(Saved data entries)

......

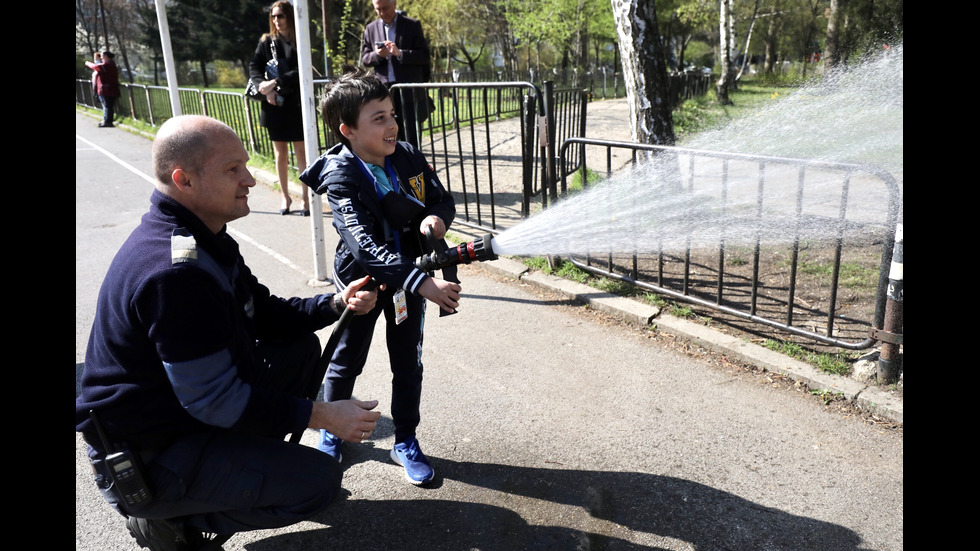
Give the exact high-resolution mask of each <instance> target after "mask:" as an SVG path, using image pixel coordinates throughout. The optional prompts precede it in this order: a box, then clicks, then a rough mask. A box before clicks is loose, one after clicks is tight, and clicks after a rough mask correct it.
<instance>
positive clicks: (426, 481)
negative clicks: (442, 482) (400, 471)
mask: <svg viewBox="0 0 980 551" xmlns="http://www.w3.org/2000/svg"><path fill="white" fill-rule="evenodd" d="M391 460H392V461H394V462H395V464H396V465H398V466H399V467H401V468H402V472H404V473H405V480H407V481H409V482H411V483H412V484H415V485H416V486H421V485H423V484H428V483H429V482H432V481H433V480H434V479H435V477H436V470H435V469H433V468H432V466H431V465H430V466H429V468H430V469H432V476H430V477H429V478H427V479H425V480H415V479H414V478H412V477H410V476H408V471H407V470H405V465H403V464H402V462H401V460H400V459H398V454H397V453H395V450H391Z"/></svg>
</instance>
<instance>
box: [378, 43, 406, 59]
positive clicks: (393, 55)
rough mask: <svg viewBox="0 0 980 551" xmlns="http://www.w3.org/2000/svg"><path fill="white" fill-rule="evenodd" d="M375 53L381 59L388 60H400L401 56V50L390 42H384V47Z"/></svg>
mask: <svg viewBox="0 0 980 551" xmlns="http://www.w3.org/2000/svg"><path fill="white" fill-rule="evenodd" d="M376 51H377V53H378V56H379V57H383V58H389V57H397V58H401V56H402V51H401V49H400V48H399V47H398V45H397V44H395V43H394V42H392V41H390V40H385V44H384V46H382V47H380V48H378V49H377V50H376Z"/></svg>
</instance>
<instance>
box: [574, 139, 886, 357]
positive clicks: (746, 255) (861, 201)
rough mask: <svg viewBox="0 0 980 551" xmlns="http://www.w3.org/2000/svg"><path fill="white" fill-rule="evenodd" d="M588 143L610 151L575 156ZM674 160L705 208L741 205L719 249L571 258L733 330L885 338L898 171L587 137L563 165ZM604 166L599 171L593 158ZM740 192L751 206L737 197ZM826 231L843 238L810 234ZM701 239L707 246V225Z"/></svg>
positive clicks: (683, 192)
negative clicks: (773, 234)
mask: <svg viewBox="0 0 980 551" xmlns="http://www.w3.org/2000/svg"><path fill="white" fill-rule="evenodd" d="M580 147H588V148H596V149H598V150H599V151H601V153H599V154H588V155H581V154H580V153H578V152H577V151H576V150H575V148H580ZM623 153H625V156H626V158H625V159H624V155H623ZM665 154H666V155H670V156H671V163H672V164H674V165H676V167H678V169H679V170H678V171H677V173H676V174H677V180H678V181H677V182H676V184H677V190H678V191H679V192H680V193H683V194H688V195H694V194H696V197H697V198H698V199H697V200H698V201H712V202H713V203H714V204H716V207H717V208H721V209H726V208H729V207H731V210H732V212H733V214H732V216H731V218H730V220H731V224H730V227H728V228H725V227H721V228H719V231H718V233H717V236H716V237H717V239H716V241H715V243H714V244H713V246H710V247H707V248H705V247H699V248H691V247H684V248H679V249H678V248H658V247H656V244H652V245H654V246H652V247H651V246H650V245H651V244H645V245H646V246H644V247H642V248H638V250H637V252H635V253H633V254H629V255H622V254H619V255H613V254H603V252H602V251H594V252H592V253H589V254H584V255H582V256H579V257H572V258H570V259H569V260H570V261H572V262H573V263H574V264H575V265H577V266H579V267H580V268H582V269H584V270H587V271H589V272H592V273H595V274H599V275H603V276H606V277H609V278H612V279H615V280H620V281H624V282H627V283H630V284H633V285H636V286H638V287H640V288H642V289H645V290H649V291H652V292H655V293H658V294H662V295H665V296H667V297H671V298H674V299H679V300H681V301H683V302H686V303H690V304H692V305H695V306H698V307H703V308H705V309H707V310H708V311H710V312H712V314H709V315H712V316H716V317H717V319H720V320H721V321H722V322H724V319H737V320H742V321H745V320H748V321H750V322H752V323H753V324H758V325H761V326H765V327H769V328H775V329H777V330H779V331H781V332H785V333H786V334H789V335H795V336H798V337H803V338H804V339H806V340H808V341H813V342H816V343H822V344H827V345H831V346H834V347H838V348H842V349H847V350H862V349H866V348H869V347H871V346H873V345H874V344H875V343H876V342H877V340H876V339H875V338H873V337H872V335H873V333H874V332H875V330H876V329H878V330H880V329H881V328H882V326H883V322H884V317H885V304H886V292H887V285H888V275H889V273H888V272H889V266H890V263H891V259H892V252H893V248H894V242H895V229H896V226H897V223H898V217H899V211H900V201H901V198H900V192H901V190H900V188H899V186H898V184H897V183H896V181H895V179H894V177H892V175H891V174H889V173H887V172H884V171H881V170H879V169H877V168H875V167H871V166H864V165H853V164H838V163H828V162H821V161H811V160H803V159H788V158H779V157H765V156H754V155H739V154H728V153H718V152H711V151H698V150H688V149H683V148H668V147H662V146H653V145H642V144H634V143H624V142H615V141H604V140H589V139H585V138H572V139H570V140H567V141H565V142H564V143H563V144H562V147H561V149H560V151H559V159H560V161H559V163H558V164H559V166H565V163H564V160H565V159H566V157H569V156H571V155H580V157H581V159H583V161H582V162H581V163H578V166H580V168H581V172H580V173H579V174H586V173H589V172H590V171H595V172H596V173H598V175H599V176H600V177H601V178H608V177H609V176H612V175H613V174H615V173H621V172H622V171H624V170H626V171H629V170H644V169H643V168H641V167H643V166H644V160H645V159H648V158H649V156H650V155H654V156H657V155H660V156H662V155H665ZM603 158H604V159H605V161H598V162H596V163H594V164H593V165H591V166H590V165H588V164H587V163H588V159H603ZM624 167H625V168H624ZM576 170H578V169H576ZM571 176H572V171H563V172H562V174H560V175H559V178H560V182H561V183H560V192H561V193H563V194H565V193H567V192H568V185H567V181H568V180H569V178H570V177H571ZM643 176H647V175H645V174H643ZM649 177H650V178H654V177H655V176H654V175H649ZM582 181H585V182H587V181H588V179H587V178H582ZM586 185H587V184H586ZM736 190H738V191H736ZM774 190H776V192H775V193H774V192H773V191H774ZM736 193H741V194H742V195H743V197H742V199H735V198H734V197H733V196H734V195H735V194H736ZM744 199H747V201H746V203H748V205H747V206H748V209H744V210H747V211H748V221H747V223H746V220H744V219H743V220H741V222H737V218H736V215H735V208H734V206H733V205H734V204H735V203H736V201H742V200H744ZM744 206H745V205H744V204H743V207H744ZM743 214H744V213H743ZM787 215H789V216H790V217H791V221H790V222H789V223H786V222H785V221H782V222H780V224H782V225H781V226H779V227H780V228H781V229H783V230H785V233H784V234H783V235H781V236H780V239H778V240H776V241H775V242H773V240H771V239H764V238H762V237H761V235H762V232H761V228H762V227H764V226H766V225H767V224H769V221H768V220H769V219H768V218H767V217H770V216H772V217H780V218H785V217H786V216H787ZM815 226H819V227H822V228H833V231H832V233H833V234H834V235H833V237H832V238H831V239H827V238H826V235H822V236H820V238H816V237H812V236H811V235H810V233H809V231H808V229H807V228H812V227H815ZM757 229H759V231H758V232H757ZM693 231H697V232H699V233H698V235H697V236H696V237H697V238H698V239H699V240H703V239H704V237H705V235H704V231H703V228H699V229H698V230H693ZM726 232H727V233H726ZM735 232H741V233H742V235H740V237H742V238H744V237H745V236H746V234H748V235H749V237H750V239H749V241H751V243H750V244H749V245H747V246H746V245H744V243H745V242H746V240H745V239H739V240H738V241H739V243H743V244H742V245H738V246H735V245H733V244H732V243H730V242H735V241H736V240H735V239H733V238H732V236H733V234H734V233H735ZM692 237H695V236H693V235H692ZM848 271H856V272H857V273H858V277H857V278H855V279H853V280H849V279H848V278H847V276H846V272H848ZM869 280H870V283H869ZM768 334H771V332H769V333H768Z"/></svg>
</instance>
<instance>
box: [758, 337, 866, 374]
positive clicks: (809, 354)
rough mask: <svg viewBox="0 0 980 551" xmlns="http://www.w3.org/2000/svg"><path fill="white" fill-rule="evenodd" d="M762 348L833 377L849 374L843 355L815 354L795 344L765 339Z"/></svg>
mask: <svg viewBox="0 0 980 551" xmlns="http://www.w3.org/2000/svg"><path fill="white" fill-rule="evenodd" d="M763 346H765V347H766V348H768V349H769V350H773V351H775V352H779V353H780V354H785V355H787V356H789V357H791V358H795V359H797V360H800V361H803V362H806V363H808V364H810V365H813V366H815V367H817V368H818V369H820V370H821V371H823V372H825V373H833V374H835V375H847V374H849V373H850V372H851V363H850V361H848V360H849V359H848V357H847V356H846V355H845V354H843V353H837V354H828V353H824V352H815V351H813V350H809V349H807V348H804V347H802V346H800V345H799V344H797V343H793V342H786V341H780V340H775V339H766V341H765V342H764V343H763Z"/></svg>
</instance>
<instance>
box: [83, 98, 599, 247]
mask: <svg viewBox="0 0 980 551" xmlns="http://www.w3.org/2000/svg"><path fill="white" fill-rule="evenodd" d="M327 82H328V81H326V80H317V81H314V83H313V84H314V94H315V97H320V95H321V93H322V90H323V87H324V85H325V84H326V83H327ZM121 88H122V97H121V98H120V100H119V102H118V107H117V113H118V114H119V115H121V116H127V117H132V118H135V119H138V120H141V121H145V122H147V123H149V124H152V125H159V124H161V123H162V122H163V121H164V120H166V119H167V118H170V117H172V116H173V110H172V108H171V106H170V96H169V94H168V91H167V88H165V87H160V86H143V85H136V84H123V85H122V86H121ZM546 88H547V97H546V98H545V97H542V92H541V90H540V88H539V87H538V86H536V85H534V84H532V83H530V82H489V83H487V82H446V83H426V84H399V85H396V86H393V87H392V93H393V99H394V101H399V102H406V101H408V98H409V97H411V96H412V95H414V96H416V99H417V100H418V99H420V98H422V97H423V96H427V97H428V98H430V99H431V105H432V106H433V109H432V112H431V113H430V114H429V115H428V117H427V118H426V119H425V121H424V122H423V123H422V124H421V125H420V128H419V132H420V136H421V139H420V140H419V144H418V146H419V149H420V150H422V151H423V153H425V154H426V156H427V158H428V160H429V162H430V163H432V164H433V167H434V168H435V170H436V172H437V174H439V176H440V178H441V179H442V180H443V184H444V185H445V186H446V187H447V188H448V189H449V190H450V192H452V193H453V195H454V197H455V198H456V199H457V202H458V203H457V204H458V206H459V209H458V214H457V223H462V224H464V225H468V226H471V227H474V228H477V229H482V230H485V231H497V230H498V229H499V228H501V227H507V226H510V225H513V224H515V223H517V221H519V220H520V219H521V218H523V217H527V216H528V215H529V214H530V211H531V209H532V204H533V203H534V201H541V203H542V204H543V205H546V204H547V202H548V200H549V194H548V193H546V191H547V190H549V189H550V190H551V194H550V199H551V200H554V198H555V197H556V196H557V191H555V190H556V188H555V186H554V174H555V170H554V167H553V159H554V158H555V151H556V150H557V146H556V143H557V142H556V140H557V139H558V138H559V137H561V138H563V137H566V136H573V135H576V133H577V132H580V133H581V132H584V128H585V116H586V111H585V104H586V103H587V101H588V93H587V92H586V91H585V90H582V89H563V90H555V89H554V86H552V85H551V83H550V82H549V83H546ZM178 92H179V95H180V101H181V108H182V110H183V111H184V112H185V113H188V114H190V113H198V114H206V115H208V116H210V117H213V118H215V119H218V120H220V121H222V122H224V123H226V124H228V125H229V126H231V127H232V128H233V129H234V130H235V131H236V132H237V133H238V135H239V136H241V138H242V142H243V143H244V144H245V146H246V148H247V149H248V150H249V151H250V152H251V153H254V154H259V155H263V156H266V157H272V155H273V148H272V142H271V141H270V140H269V135H268V132H265V131H264V130H263V129H262V128H261V127H260V126H259V113H260V106H259V104H258V103H257V102H254V101H251V100H248V99H247V98H245V96H244V95H243V94H237V93H229V92H216V91H210V90H198V89H195V88H179V89H178ZM75 101H76V103H79V104H83V105H88V106H92V107H100V106H99V105H97V102H96V99H95V98H94V97H93V96H92V91H91V82H90V81H87V80H81V79H79V80H76V93H75ZM416 103H418V101H416ZM552 109H553V110H554V112H551V111H549V110H552ZM316 117H317V125H316V126H317V129H318V133H317V150H318V151H319V152H320V153H323V152H324V151H326V149H327V148H329V147H330V146H332V145H333V144H335V143H336V142H337V140H336V139H335V138H334V136H333V135H332V133H331V131H330V129H329V128H327V127H326V125H325V122H324V121H323V118H322V117H321V116H320V113H319V109H317V112H316ZM545 127H547V128H554V129H556V132H543V131H542V130H543V128H545Z"/></svg>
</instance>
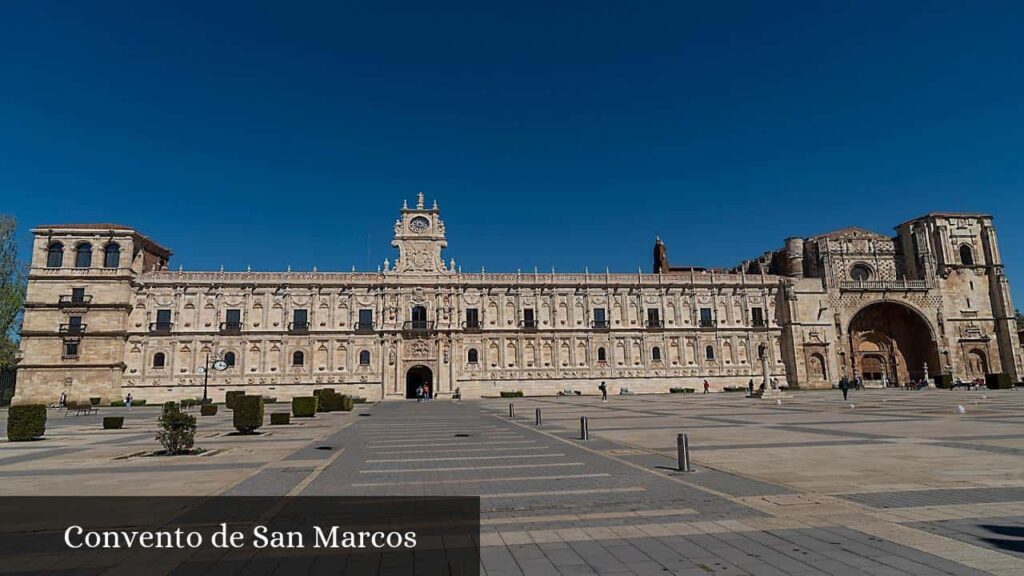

......

→ YOUR OBJECTIVE:
Read through the entries, then copy every line where the string "positive" is found.

→ EXPECTED ANSWER:
positive clicks: (426, 481)
positive clicks: (393, 55)
positive clicks: (746, 255) (861, 201)
positive clicks: (683, 192)
positive clicks: (809, 354)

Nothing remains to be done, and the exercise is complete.